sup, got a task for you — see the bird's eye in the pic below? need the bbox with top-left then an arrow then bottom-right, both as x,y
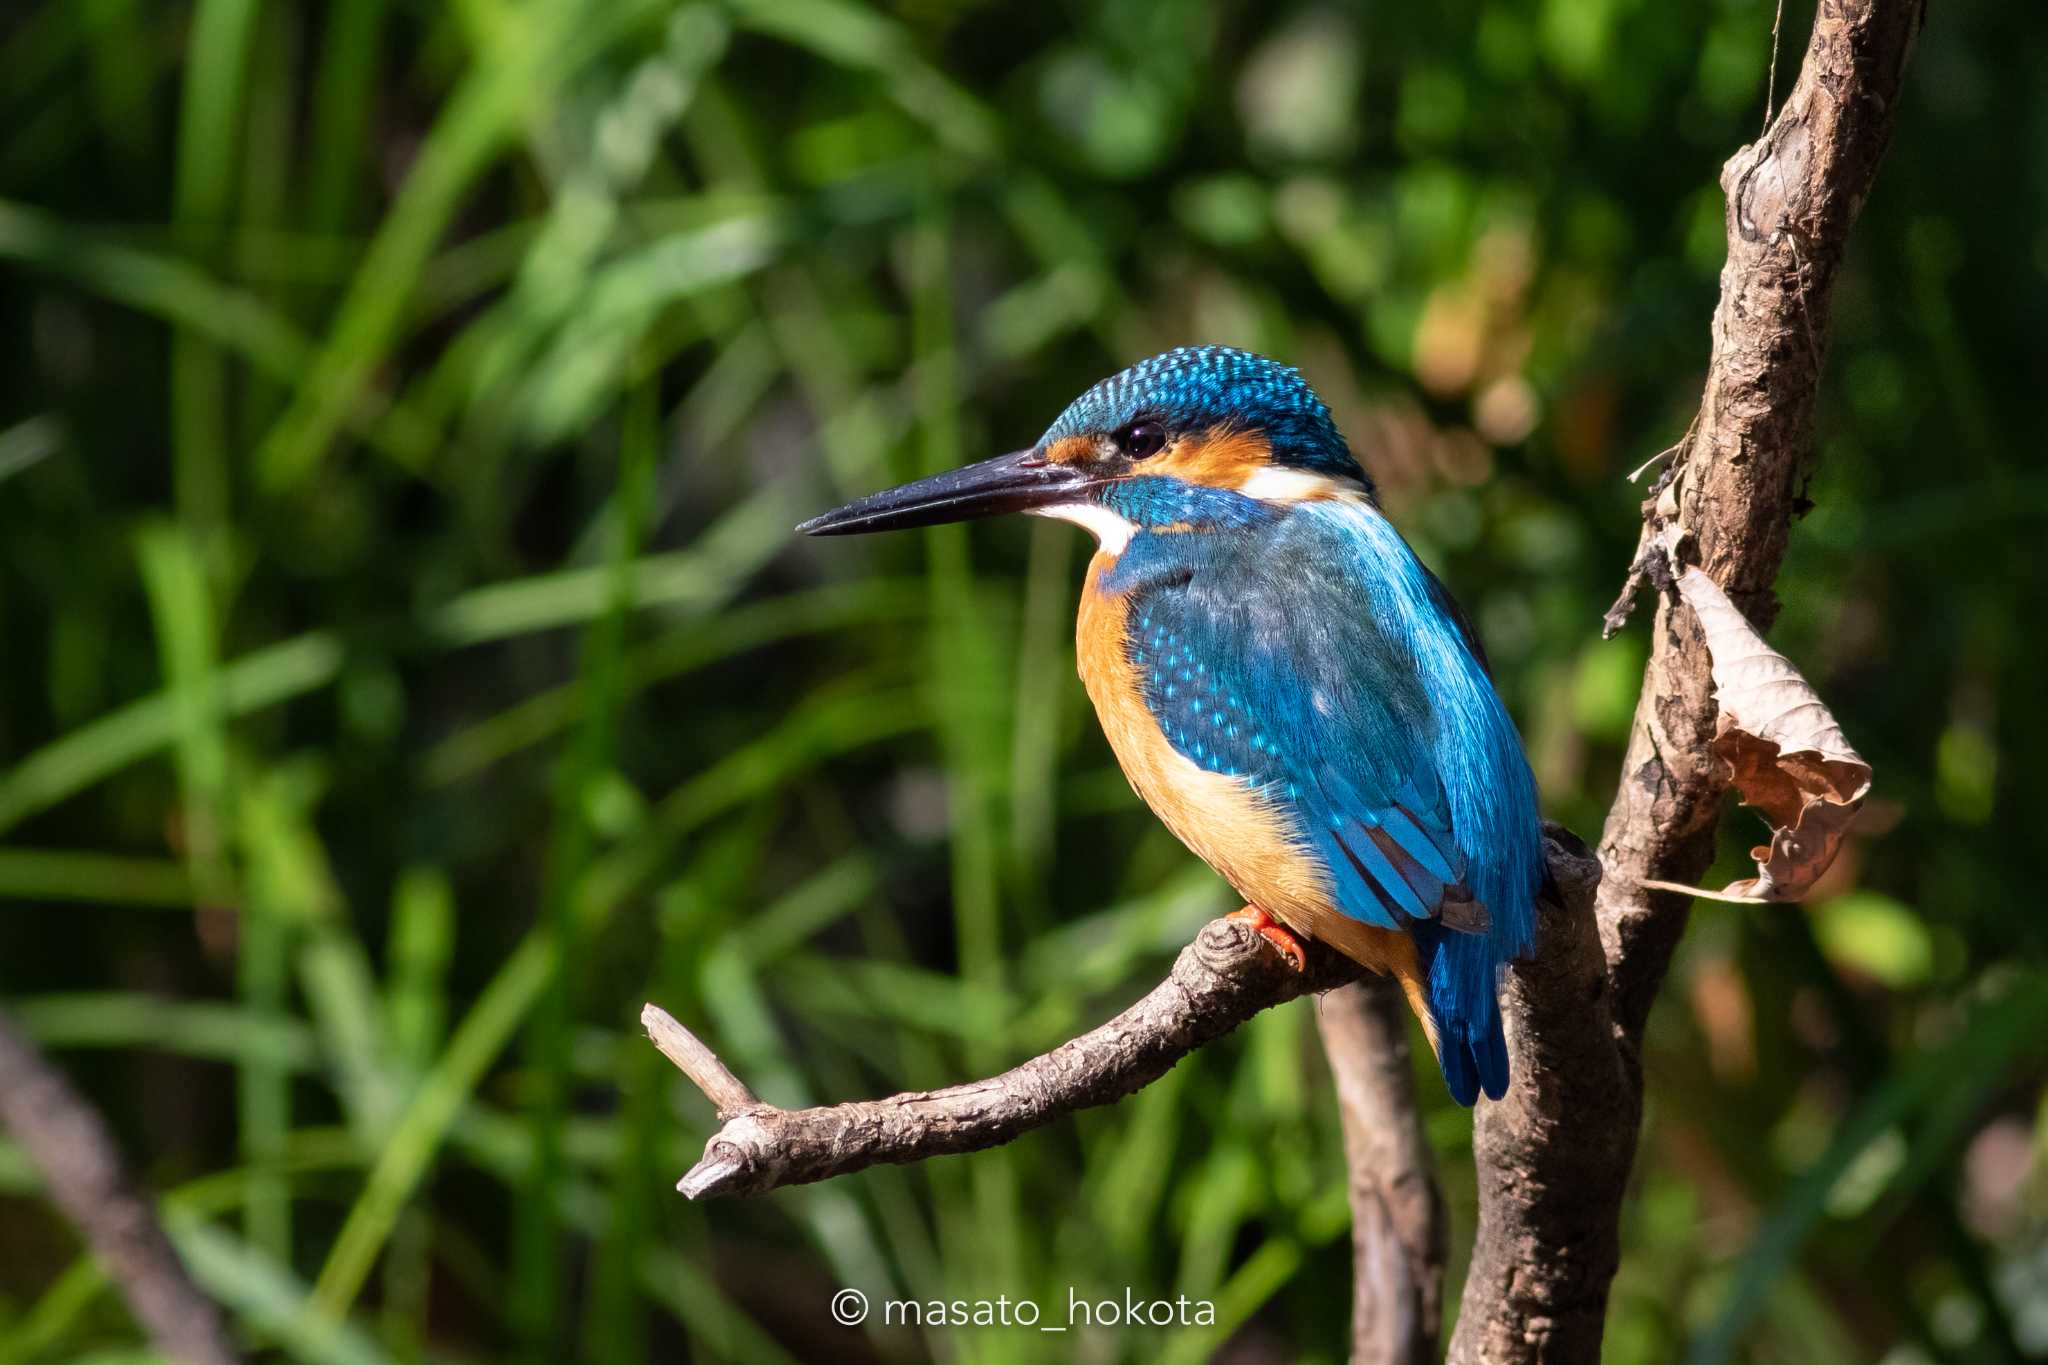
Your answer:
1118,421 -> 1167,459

---

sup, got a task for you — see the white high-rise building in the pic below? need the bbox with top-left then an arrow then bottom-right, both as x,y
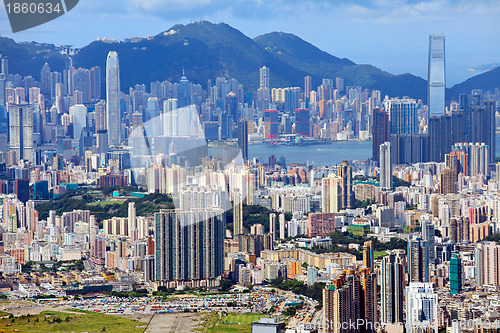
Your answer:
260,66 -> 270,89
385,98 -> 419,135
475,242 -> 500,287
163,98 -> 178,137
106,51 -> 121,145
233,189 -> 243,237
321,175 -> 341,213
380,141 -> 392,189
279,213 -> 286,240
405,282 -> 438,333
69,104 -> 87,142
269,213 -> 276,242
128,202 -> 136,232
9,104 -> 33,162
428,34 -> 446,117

--

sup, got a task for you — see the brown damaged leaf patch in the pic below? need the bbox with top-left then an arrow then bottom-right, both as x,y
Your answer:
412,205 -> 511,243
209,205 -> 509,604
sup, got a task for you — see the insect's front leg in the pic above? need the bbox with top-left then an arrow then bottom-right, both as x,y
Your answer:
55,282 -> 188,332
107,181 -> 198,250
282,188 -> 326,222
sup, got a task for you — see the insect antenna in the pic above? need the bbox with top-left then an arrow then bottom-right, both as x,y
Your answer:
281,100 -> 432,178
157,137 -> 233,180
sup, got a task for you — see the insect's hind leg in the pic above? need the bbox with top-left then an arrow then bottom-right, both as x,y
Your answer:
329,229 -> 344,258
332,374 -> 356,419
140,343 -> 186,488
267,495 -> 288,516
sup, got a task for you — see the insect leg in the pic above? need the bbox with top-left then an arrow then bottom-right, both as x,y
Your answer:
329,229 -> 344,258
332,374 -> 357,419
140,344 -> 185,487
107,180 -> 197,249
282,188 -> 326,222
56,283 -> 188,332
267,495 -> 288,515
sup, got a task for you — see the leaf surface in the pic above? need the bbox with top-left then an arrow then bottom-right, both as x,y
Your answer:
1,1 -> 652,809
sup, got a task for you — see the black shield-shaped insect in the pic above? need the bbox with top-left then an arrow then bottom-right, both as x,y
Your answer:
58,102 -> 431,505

To do:
Your task is to say how many lines in the entries above contain the word "below". Please write only the number.

Solution to this task:
3